I like Europe. I want to support the Ladies European Tour, because I believe that it's something good.

Q. The women's tour, following the men's tour, do you hope that there will come a time when like some of the British players now, can go over and play a couple of events because they qualified? The European men are qualified to go over and play in the WGC events or things like that.
REBECCA HUDSON: Yeah, it would be nice. It's very difficult for the Europeans to get into anything. I think we only get two starts in the U.S. Opens from the European Tour, which -- I mean, it's difficult. I know they are the American tour and they want their best Americans there, but I do believe maybe they should offer a couple more invites to the Europeans, as well, or some of the other events on the Tour. We give them quite a lot of spots and we've been anxious to get a few more back.
I'd love to go play the odd one and I know quite a few of the other girls would like to go and play some events; not based over there but just play and have the experience. I think Suzann Pettersen and Morgan Pressel came over to play in Ireland and they got invites and that's great, and we like having them there and they are good for the Tour. They are good publicity. We would like that the other way, as well. It would be nice, but I don't have any say in any of that. But it would be nice for the LPGA to do that.
COLIN CALLANDER: Could the key be changing the World Rankings?
REBECCA HUDSON: Yes, to show that we -- actually, okay, I'm Top-50 in the world and I would like to.

**Supplied material:**
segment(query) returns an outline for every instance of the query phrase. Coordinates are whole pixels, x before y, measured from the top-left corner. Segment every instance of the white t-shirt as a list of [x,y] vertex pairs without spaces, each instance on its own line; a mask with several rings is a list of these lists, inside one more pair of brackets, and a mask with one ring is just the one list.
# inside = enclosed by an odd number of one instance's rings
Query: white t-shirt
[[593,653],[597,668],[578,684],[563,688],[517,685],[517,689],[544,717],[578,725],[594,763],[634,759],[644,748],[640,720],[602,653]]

**Description of the task:** Could you extend the interview above with Rebecca Hudson about the Ladies European Tour, picking up after its final line rather than from the data?

**Written answer:**
COLIN CALLANDER: That's what happened to the men.
REBECCA HUDSON: It would be nice, but that's not in my hands.

Q. If more people were like you and supported the European Tour, do you think it would be that much more successful; are you fighting a lone battle?
REBECCA HUDSON: No, most of the girls do play in America because of the money. We don't have the money the LPGA has and lucrative deals that they can build their life over and don't have to do anything else. So I can see why they go over there.
There's actually quite a lot of girls who are actually staying over in Europe because they see the money is getting better and probably eight years ago, it was probably only just the Top-10 that could make a living. And now we are looking at the top 20 who could make a nice living and hopefully in the next few years it will be the top 40 and they won't have to have other jobs and look for sponsors to do that.
COLIN CALLANDER: Rebecca, thank you and well done today.